### Data listing
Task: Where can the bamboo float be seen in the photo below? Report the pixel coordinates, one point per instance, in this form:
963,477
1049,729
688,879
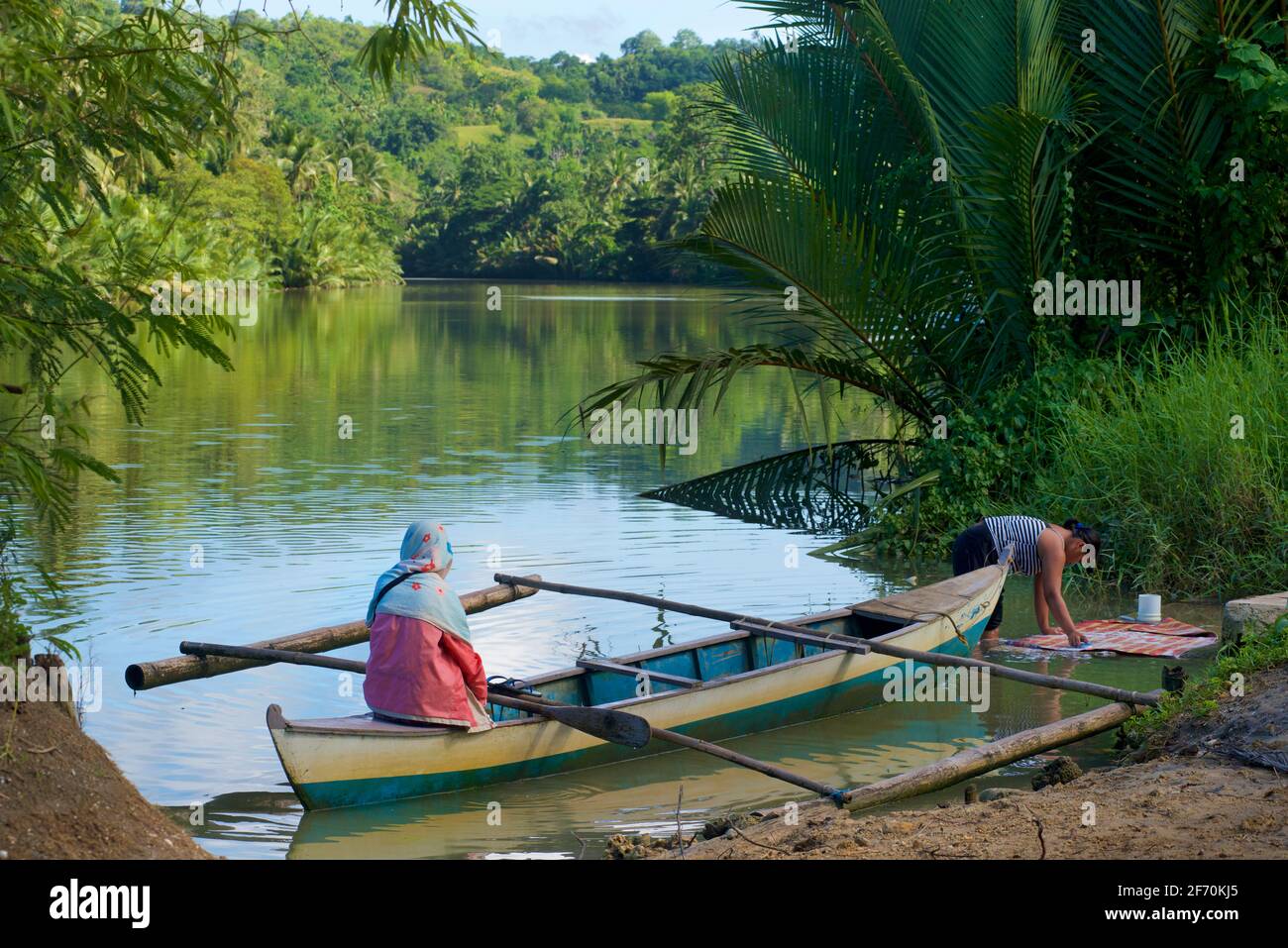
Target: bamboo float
167,672
810,636
1031,678
979,760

### WORK TO COMPLETE
Convert the lines above into a Markdown table with the columns "No." and "Line", giving each line a row number and skipping blank lines. Leave the pictures out of the table.

### SOLUTION FOR THIS TASK
| No. | Line |
|---|---|
| 1 | Task: Where can the bamboo float be seen in the photo below? Report the pixel coordinates, one point per instance, in this form: |
| 2 | 963,477 |
| 3 | 1049,729 |
| 4 | 688,879 |
| 5 | Target: bamboo float |
| 6 | 167,672 |
| 7 | 810,636 |
| 8 | 1031,678 |
| 9 | 979,760 |